_Problem statement_
Copy out verbatim the part of the listing that opens with the line containing "of the metal" and closes with the line containing "of the shadow", including both of those lines.

_Supplied data_
== == ==

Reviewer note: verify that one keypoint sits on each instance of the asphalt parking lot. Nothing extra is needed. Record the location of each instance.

== == ==

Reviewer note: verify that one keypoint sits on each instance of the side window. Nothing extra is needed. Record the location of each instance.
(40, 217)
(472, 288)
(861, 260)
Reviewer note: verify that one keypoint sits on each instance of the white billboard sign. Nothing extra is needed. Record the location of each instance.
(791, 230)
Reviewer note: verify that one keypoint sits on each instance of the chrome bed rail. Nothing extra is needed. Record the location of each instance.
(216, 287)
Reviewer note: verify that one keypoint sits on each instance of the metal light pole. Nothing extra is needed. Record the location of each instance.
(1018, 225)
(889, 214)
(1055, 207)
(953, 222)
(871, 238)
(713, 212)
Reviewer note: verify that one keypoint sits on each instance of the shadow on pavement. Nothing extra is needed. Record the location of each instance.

== == ==

_Solution for this task_
Reviewer note: verify that one keypoint sits on each instance of the metal light pole. Nothing extra is needed. Record the location of each instance.
(1018, 225)
(889, 214)
(1055, 207)
(953, 222)
(871, 238)
(713, 212)
Reviewer note: verify that one keypoint sits on each instance of the shadow on pavement. Nothing extra is needed. Record the location of each instance.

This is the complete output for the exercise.